MATERIAL PROVIDED:
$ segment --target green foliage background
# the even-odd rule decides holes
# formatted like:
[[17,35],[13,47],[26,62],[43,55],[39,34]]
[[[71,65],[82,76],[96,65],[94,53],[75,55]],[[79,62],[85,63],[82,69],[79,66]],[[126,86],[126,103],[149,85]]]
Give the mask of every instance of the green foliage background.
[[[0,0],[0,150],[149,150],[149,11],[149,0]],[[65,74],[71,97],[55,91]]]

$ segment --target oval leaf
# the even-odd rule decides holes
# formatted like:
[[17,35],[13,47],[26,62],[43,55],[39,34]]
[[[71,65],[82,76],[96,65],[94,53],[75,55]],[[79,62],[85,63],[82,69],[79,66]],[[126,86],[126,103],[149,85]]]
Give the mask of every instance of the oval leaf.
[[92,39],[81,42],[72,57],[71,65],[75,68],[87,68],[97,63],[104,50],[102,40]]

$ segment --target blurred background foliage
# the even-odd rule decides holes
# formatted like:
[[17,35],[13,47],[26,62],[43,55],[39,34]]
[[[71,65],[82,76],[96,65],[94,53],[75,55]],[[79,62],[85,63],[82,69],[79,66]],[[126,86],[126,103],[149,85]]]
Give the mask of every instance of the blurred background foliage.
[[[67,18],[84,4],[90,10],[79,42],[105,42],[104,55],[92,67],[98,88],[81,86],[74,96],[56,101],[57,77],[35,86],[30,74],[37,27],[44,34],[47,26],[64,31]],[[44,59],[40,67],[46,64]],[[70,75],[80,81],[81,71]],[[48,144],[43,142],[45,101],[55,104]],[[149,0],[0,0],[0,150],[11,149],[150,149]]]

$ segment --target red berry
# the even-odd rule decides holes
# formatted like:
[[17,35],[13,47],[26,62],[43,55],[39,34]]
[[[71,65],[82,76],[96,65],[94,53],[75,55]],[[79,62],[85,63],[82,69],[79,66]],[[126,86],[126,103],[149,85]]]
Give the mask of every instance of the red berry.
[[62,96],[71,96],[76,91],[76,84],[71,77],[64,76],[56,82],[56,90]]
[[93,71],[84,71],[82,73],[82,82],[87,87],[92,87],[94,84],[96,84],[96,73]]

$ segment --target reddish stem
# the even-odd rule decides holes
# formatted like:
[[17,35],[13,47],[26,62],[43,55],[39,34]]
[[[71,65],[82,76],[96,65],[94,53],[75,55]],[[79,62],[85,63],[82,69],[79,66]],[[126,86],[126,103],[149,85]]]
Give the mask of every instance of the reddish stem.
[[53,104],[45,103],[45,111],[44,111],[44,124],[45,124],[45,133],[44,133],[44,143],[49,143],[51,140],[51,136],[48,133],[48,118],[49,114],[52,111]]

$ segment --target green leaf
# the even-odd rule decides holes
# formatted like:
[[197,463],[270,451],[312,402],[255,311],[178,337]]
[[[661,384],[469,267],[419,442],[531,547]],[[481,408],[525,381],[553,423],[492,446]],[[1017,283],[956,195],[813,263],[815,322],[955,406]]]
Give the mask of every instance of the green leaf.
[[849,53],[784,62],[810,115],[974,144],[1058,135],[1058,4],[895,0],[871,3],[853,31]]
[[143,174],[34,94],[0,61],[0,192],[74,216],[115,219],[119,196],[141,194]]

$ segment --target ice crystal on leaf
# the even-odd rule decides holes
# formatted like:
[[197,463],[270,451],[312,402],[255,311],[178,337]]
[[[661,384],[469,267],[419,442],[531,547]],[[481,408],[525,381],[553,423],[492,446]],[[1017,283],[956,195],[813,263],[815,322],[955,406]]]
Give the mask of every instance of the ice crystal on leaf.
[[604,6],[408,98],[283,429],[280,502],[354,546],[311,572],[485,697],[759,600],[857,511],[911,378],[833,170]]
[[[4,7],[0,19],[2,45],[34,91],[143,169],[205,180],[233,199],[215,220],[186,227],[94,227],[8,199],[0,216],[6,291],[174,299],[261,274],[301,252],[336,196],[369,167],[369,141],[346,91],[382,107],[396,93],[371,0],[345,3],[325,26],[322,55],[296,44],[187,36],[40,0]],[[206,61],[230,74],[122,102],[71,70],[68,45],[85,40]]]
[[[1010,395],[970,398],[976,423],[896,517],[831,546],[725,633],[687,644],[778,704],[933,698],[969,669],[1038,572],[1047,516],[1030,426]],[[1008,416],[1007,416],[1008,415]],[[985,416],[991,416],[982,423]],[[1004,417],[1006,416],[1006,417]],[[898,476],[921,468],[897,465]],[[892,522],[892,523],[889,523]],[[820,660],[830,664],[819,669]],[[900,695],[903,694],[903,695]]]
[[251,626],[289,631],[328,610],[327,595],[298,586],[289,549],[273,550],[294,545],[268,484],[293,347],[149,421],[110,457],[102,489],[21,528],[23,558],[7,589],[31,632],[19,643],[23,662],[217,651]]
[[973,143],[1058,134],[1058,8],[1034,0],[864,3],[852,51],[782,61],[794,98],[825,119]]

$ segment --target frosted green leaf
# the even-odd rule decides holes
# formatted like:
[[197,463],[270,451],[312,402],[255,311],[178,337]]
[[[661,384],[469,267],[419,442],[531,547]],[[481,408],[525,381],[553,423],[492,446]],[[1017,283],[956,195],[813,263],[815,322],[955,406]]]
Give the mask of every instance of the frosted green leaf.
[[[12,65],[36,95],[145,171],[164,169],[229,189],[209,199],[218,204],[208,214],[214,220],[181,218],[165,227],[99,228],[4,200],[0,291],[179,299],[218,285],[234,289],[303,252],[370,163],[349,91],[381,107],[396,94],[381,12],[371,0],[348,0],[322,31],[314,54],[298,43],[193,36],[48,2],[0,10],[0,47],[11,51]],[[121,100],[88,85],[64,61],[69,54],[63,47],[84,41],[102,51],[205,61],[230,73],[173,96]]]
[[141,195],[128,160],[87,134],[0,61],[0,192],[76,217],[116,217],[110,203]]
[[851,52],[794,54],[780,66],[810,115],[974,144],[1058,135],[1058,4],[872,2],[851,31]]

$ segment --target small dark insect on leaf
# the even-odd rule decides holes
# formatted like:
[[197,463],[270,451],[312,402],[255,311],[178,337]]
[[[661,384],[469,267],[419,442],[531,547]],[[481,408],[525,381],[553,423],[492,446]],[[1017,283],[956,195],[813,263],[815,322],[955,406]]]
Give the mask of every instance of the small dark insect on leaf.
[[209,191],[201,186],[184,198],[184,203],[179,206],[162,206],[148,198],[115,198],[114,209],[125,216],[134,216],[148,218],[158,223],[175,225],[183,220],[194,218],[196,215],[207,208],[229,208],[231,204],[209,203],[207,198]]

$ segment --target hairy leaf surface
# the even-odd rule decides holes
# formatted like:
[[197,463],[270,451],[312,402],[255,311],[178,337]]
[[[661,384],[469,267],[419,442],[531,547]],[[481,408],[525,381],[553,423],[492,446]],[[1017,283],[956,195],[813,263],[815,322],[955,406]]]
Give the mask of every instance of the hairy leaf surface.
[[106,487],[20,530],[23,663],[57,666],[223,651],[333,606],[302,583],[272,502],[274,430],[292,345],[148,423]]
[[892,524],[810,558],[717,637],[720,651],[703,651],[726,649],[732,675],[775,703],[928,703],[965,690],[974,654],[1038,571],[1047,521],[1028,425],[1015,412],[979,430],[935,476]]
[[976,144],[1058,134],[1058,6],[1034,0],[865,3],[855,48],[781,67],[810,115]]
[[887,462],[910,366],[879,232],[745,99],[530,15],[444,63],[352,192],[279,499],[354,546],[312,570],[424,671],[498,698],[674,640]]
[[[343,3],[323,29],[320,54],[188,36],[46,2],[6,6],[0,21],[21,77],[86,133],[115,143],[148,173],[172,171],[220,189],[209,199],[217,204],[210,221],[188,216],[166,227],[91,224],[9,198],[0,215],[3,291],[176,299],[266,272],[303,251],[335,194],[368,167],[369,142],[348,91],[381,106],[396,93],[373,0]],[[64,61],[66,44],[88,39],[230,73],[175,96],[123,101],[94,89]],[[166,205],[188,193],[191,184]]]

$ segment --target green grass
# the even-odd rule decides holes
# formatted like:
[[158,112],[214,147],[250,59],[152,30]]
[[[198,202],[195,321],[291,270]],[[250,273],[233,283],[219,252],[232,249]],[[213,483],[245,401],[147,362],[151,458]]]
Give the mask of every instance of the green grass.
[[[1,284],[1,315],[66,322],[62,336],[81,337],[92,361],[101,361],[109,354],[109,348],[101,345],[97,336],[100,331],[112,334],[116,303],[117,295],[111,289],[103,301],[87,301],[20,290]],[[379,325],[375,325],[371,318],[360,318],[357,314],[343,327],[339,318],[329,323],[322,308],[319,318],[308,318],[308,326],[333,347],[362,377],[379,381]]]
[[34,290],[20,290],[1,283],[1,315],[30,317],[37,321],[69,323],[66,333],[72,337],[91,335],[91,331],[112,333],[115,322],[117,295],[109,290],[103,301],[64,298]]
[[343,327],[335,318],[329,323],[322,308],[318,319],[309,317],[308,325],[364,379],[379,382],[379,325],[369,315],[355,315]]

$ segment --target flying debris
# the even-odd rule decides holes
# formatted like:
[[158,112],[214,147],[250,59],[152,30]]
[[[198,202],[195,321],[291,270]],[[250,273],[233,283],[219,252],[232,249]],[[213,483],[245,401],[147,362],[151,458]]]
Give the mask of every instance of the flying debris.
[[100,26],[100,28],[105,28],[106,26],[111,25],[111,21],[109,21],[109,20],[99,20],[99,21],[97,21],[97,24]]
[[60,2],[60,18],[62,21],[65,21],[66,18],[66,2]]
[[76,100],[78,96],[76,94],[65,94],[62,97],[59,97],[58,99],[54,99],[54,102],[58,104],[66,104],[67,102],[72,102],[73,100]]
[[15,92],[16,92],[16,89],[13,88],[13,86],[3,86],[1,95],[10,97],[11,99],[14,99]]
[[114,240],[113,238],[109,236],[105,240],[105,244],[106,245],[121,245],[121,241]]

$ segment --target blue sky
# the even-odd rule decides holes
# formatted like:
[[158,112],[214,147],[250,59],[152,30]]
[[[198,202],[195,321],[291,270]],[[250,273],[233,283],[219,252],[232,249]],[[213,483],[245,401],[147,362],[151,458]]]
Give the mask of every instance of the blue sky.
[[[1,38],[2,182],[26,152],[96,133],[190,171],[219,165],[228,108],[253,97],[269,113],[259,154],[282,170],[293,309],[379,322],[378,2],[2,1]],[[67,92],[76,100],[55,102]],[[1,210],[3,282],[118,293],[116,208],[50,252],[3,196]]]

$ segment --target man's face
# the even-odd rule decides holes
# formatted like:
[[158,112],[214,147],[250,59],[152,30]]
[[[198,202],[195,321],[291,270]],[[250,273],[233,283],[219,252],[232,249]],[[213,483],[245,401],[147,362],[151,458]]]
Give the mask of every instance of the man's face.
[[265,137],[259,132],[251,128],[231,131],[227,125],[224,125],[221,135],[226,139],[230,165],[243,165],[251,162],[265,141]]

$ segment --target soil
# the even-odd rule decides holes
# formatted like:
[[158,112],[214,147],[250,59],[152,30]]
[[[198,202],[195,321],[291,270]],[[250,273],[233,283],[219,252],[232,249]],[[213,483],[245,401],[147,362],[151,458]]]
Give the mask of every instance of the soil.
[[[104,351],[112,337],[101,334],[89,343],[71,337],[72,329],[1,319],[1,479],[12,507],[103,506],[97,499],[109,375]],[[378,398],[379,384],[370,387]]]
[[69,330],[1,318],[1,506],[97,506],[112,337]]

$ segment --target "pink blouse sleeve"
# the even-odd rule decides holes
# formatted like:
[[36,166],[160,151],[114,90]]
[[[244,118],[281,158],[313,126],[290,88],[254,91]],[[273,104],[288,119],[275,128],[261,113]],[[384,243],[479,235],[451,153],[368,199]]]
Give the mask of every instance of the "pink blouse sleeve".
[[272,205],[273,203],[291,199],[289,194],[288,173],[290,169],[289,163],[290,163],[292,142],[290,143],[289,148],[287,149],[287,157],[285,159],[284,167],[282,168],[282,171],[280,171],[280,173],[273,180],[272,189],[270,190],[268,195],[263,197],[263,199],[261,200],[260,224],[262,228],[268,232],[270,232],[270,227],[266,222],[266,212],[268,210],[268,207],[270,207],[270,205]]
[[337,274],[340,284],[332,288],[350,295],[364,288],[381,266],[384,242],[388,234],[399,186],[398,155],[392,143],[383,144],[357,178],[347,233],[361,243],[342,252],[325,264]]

INSTRUCTIONS FOR THE TASK: Reproduce the lines verbatim, from the line containing "--target flying debris" down to the line containing "[[60,2],[60,18],[62,21],[65,21],[66,18],[66,2]]", including both of those lines.

WORKED ANSWER:
$ segment --target flying debris
# the even-odd rule decides holes
# formatted like:
[[158,112],[214,147],[250,59],[152,30]]
[[[198,202],[195,321],[291,270]],[[250,273],[233,283],[219,252],[232,249]],[[213,483],[245,401],[147,362],[151,458]]]
Give the mask of every instance of the flying debris.
[[100,26],[100,28],[105,28],[106,26],[111,25],[111,21],[109,21],[109,20],[99,20],[99,21],[97,21],[97,24]]
[[60,2],[60,18],[62,21],[65,21],[66,18],[66,2]]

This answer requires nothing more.